_Source excerpt_
Urban Transformation

Why this Japanese circular built environment makes economic and environmental sense

A busy street view of Shibuya, Japan, illustrating a built environment

The built environment in Japan is beginning to embrace a circular economy Image: Photo by Jezael Melgoza on Unsplash

Anis Nassar
Lead, Circular Economy Innovation and Business Engagement, World Economic Forum
Sebastian Reiter
Partner, McKinsey & Company
Yuito Yamada
Senior Partner, McKinsey & Company
This article is part of: Centre for Nature and Climate
  • The world's population is increasingly gravitating towards cities.
  • Millions of urban homes must be built to accomodate this influx.
  • This must be done sustainably and Japan hopes to lead the way with its built environment.

By 2050, around 68% of the global population will live in cities. Delivering the new construction needed to house these populations requires building a city the size of New York every 40 days. The challenge of the century is to sustainably meet this demand.

_Stored data_
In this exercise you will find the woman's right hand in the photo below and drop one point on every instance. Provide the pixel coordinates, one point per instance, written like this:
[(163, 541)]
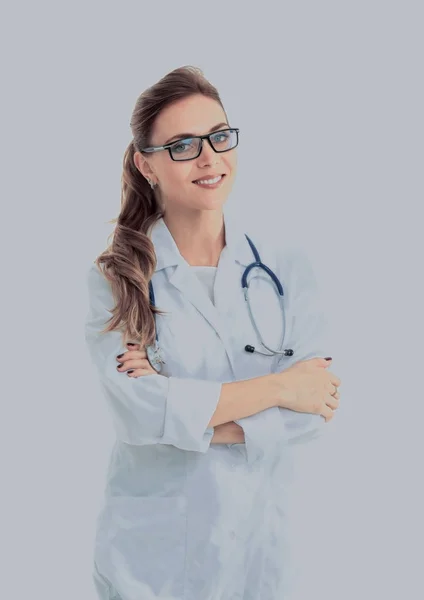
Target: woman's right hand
[(308, 387)]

_Direction_
Write out the passage from the article on Japan's circular built environment word for word, beginning at "A busy street" and ending after "accomodate this influx.".

_Answer to this task_
A busy street view of Shibuya, Japan, illustrating a built environment

The built environment in Japan is beginning to embrace a circular economy Image: Photo by Jezael Melgoza on Unsplash

Anis Nassar
Lead, Circular Economy Innovation and Business Engagement, World Economic Forum
Sebastian Reiter
Partner, McKinsey & Company
Yuito Yamada
Senior Partner, McKinsey & Company
This article is part of: Centre for Nature and Climate
  • The world's population is increasingly gravitating towards cities.
  • Millions of urban homes must be built to accomodate this influx.